- [Trecho fornecido]:
++++++++++++++++++++

Tulipa Ruiz is a brazilian singer and songwriter, Latin Grammy Award winner for Best Contemporary Brazilian Pop Album. She has performed in many American, European and Asian stages, and composed for artists such as Elza Soares, one of her biggest idols. Tulipa is also an illustrator: she collaborates with the brazilian edition of the french newspaper Le Monde Diplomatique, in addition to working in the art of making albums, books and music videos.
Aprendi com o pianista João Donato – nome fundamental na história da música brasileira – a divagar sobre o atemporal. Ele estava presente nos anos 1950, quando nutria com jazz e afro-latinidades seus contemporâneos de bossa nova, e em 2020, em turnês e colaborações com artistas da cena atual, na qual me incluo. Seus olhos brilham ao fazer música, assim como os da cantora Elza Soares. Brilho e sangue. Sangue nos olhos. Percebo outros olhos assim, como os da atriz Fernanda Montenegro, do músico Mateus Aleluia e do dramaturgo José Celso Martinez Corrêa, para somar com outros exemplos longevos. O colágeno criativo desses artistas deve-se à presença deles no agora. Seja ele [o agora] em 1950 ou 2020. O atemporal é assim, prezadíssimos ouvintes – sempre presente no agora. Por isso, ele não expira. Os movimentos de vanguarda também são parecidos – a partir de uma absoluta consciência do agora, é possível posicionar-se à sua frente.
A compreensão do nosso tempo, do que nos é contemporâneo não é sinônimo de adequação a ele, muito ao contrário. A experiência de contemporaneidade tem a ver com questionar e enfrentar a época em que vivemos. E, exatamente agora, vivemos, no Brasil, uma época impossível de ser ignorada – “político-apocalíptica” –, que nos impacta social e espiritualmente; que espanca e mina nossas subjetividades; que trata as trabalhadoras e os trabalhadores da arte como inimigos. Exatamente agora, em nosso país, existe um governo que menospreza a educação e a cultura, que tem uma relação bélica com a diversidade, com os movimentos sociais, com o protagonismo feminino, com as expressões individuais e coletivas; que optou por desconsiderar o patrimônio imaterial que a arte é. Vejam só! Logo a arte, que tem o poder de traduzir a identidade de um lugar ou de um estado de espírito, que inspira, fortalece, instiga, passa a língua no céu da boca das nossas subjetividades – as que existem e as que serão inventadas. O governo neofascista detesta tudo isso, e quer tacar bomba em qualquer expressão que encoraje o pensamento crítico. Simples assim. Complicado.

++++++++++++++++++++

- [Tarefa curta A]:
Diga se cada afirmação concorda com o trecho fornecido, respondendo sim ou não e citando as palavras do trecho que decidem: (i) Tulipa Ruiz colabora com a edição brasileira do jornal Le Monde Diplomatique; (ii) João Donato é apresentado como cantor; (iii) o atemporal, segundo o trecho, expira.
- [Tarefa curta B]:
Reproduza fielmente a parte do trecho fornecido que vai de "Tulipa Ruiz is" até "and music videos.".
As entradas não são necessárias.

++++++++++++++++++++

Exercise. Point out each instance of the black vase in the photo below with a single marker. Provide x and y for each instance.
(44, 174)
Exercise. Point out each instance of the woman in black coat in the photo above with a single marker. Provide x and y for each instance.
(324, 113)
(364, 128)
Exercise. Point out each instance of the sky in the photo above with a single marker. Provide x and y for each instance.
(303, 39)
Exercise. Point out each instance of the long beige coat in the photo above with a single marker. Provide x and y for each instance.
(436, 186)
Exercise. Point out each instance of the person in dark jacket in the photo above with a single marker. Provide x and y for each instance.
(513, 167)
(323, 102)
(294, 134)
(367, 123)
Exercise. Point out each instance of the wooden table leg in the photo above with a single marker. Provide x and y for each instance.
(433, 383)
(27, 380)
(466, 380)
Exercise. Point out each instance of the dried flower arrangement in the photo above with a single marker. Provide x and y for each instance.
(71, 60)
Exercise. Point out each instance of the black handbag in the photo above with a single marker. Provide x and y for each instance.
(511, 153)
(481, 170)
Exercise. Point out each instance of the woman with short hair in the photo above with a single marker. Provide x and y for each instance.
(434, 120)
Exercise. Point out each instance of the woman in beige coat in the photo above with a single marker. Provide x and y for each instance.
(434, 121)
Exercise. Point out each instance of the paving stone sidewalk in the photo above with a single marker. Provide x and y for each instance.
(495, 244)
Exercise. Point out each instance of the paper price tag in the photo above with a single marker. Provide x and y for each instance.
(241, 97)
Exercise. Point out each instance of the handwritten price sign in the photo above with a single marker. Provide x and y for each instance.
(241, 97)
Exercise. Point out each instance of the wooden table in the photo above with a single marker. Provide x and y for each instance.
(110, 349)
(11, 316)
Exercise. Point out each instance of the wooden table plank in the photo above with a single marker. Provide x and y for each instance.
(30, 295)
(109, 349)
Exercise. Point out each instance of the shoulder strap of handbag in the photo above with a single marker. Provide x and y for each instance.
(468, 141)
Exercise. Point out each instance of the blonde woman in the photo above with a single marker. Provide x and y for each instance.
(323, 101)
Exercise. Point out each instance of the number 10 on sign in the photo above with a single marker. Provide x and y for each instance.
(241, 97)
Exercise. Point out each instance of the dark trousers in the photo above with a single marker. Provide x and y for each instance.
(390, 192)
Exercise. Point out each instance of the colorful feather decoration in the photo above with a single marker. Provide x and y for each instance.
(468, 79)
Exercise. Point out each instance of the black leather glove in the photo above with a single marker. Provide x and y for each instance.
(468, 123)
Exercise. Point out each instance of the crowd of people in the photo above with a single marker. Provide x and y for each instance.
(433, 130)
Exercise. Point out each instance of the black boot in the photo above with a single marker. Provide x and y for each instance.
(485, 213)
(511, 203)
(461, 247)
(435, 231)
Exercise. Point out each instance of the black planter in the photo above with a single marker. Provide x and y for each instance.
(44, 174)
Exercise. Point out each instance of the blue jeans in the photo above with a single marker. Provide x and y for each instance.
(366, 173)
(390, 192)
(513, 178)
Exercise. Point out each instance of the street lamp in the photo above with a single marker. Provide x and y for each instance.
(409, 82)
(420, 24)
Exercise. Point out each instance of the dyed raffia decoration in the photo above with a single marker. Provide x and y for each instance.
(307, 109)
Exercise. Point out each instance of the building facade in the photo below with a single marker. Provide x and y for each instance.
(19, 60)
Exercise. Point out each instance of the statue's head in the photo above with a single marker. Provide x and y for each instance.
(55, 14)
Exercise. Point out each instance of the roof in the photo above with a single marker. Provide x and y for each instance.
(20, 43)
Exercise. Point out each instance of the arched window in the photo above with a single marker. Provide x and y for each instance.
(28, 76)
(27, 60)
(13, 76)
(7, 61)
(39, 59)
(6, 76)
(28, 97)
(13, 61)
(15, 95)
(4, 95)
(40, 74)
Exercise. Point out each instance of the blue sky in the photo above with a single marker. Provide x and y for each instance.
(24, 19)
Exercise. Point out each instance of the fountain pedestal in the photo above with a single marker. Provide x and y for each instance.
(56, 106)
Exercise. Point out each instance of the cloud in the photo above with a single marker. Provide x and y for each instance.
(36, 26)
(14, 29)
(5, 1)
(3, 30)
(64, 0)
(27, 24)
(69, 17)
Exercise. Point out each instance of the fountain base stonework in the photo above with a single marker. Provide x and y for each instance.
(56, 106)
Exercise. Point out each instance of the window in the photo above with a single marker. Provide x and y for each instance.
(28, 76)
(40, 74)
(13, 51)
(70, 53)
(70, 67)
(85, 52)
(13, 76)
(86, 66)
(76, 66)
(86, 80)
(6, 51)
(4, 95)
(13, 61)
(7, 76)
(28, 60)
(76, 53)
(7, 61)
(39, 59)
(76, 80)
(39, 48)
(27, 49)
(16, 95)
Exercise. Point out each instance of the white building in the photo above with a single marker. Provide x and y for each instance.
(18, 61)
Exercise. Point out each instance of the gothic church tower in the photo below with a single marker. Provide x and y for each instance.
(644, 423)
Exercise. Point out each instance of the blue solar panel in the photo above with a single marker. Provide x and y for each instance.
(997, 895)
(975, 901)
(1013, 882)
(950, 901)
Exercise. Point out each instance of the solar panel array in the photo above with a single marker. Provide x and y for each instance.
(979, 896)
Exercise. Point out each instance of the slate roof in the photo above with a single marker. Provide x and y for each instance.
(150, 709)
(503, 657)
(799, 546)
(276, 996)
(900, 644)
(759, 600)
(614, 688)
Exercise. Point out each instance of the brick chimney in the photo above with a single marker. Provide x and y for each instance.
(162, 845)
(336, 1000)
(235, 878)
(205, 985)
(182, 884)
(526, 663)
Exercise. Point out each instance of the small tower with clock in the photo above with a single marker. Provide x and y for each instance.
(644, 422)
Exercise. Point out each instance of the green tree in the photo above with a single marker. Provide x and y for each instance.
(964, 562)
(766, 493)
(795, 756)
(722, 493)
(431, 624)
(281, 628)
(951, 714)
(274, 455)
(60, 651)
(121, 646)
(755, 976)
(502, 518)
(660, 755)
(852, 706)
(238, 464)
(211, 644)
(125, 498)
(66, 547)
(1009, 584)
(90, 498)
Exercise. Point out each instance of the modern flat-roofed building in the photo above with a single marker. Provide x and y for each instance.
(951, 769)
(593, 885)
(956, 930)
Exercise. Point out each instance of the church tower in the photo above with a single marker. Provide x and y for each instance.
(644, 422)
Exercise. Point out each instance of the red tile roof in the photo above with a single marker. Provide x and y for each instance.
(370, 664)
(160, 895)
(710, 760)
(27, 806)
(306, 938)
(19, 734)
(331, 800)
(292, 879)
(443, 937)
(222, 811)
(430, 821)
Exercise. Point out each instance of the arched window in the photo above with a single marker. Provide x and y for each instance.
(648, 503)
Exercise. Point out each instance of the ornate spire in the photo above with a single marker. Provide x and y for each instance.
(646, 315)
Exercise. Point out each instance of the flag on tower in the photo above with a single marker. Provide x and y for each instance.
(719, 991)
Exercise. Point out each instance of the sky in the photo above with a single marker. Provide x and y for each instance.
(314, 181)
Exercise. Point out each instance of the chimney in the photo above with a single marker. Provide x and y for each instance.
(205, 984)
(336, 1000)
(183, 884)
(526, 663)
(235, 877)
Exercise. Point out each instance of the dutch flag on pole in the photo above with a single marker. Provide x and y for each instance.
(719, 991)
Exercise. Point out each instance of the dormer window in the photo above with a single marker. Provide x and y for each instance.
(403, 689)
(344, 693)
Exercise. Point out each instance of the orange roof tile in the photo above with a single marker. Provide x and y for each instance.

++++++++++++++++++++

- [Resposta da tarefa A]:
(i) Sim: "she collaborates with the brazilian edition of the french newspaper Le Monde Diplomatique".
(ii) Não: "o pianista João Donato".
(iii) Não: "Por isso, ele não expira."

- [Resposta da tarefa B]:
Tulipa Ruiz is a brazilian singer and songwriter, Latin Grammy Award winner for Best Contemporary Brazilian Pop Album. She has performed in many American, European and Asian stages, and composed for artists such as Elza Soares, one of her biggest idols. Tulipa is also an illustrator: she collaborates with the brazilian edition of the french newspaper Le Monde Diplomatique, in addition to working in the art of making albums, books and music videos.